# [Collected data entries]
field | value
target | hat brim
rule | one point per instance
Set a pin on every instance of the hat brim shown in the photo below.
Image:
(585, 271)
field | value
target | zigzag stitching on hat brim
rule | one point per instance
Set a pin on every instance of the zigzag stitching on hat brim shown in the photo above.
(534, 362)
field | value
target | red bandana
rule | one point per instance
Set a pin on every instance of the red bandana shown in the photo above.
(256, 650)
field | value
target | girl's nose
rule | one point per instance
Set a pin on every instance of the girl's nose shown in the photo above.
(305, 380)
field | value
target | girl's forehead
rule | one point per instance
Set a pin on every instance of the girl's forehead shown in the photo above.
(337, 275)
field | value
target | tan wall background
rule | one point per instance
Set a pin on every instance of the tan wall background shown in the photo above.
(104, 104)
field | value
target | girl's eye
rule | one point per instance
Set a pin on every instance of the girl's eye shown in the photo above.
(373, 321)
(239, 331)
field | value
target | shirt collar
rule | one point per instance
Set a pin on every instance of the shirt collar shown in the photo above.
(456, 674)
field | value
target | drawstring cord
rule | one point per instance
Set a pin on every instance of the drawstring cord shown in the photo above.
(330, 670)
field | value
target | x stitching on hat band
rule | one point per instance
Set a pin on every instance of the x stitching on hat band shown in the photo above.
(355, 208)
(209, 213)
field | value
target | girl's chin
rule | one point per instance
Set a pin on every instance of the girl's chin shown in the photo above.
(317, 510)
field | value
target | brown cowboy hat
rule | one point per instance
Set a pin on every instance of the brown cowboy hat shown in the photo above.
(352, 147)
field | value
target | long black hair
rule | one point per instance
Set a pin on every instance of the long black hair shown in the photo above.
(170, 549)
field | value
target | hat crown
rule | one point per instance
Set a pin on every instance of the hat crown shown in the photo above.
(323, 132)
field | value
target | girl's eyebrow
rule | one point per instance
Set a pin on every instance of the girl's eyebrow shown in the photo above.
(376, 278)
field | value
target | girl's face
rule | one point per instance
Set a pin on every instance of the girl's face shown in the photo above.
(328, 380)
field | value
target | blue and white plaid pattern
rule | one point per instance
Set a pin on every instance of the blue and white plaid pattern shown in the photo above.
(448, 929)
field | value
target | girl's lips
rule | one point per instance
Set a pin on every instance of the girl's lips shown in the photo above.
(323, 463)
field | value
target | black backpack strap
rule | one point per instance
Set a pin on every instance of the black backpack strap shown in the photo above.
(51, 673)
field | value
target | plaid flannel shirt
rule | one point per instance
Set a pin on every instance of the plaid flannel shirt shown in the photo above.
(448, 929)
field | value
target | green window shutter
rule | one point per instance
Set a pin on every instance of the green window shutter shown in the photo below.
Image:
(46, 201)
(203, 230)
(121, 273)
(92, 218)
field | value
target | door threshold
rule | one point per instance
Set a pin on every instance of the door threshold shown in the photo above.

# [Task goal]
Within the entries above, find every line where the string "below" occurs, and copy it.

# [Output]
Set a pin on every instance of the hat brim shown in the photo below.
Set a pin on every instance of the green window shutter shown in the photo below.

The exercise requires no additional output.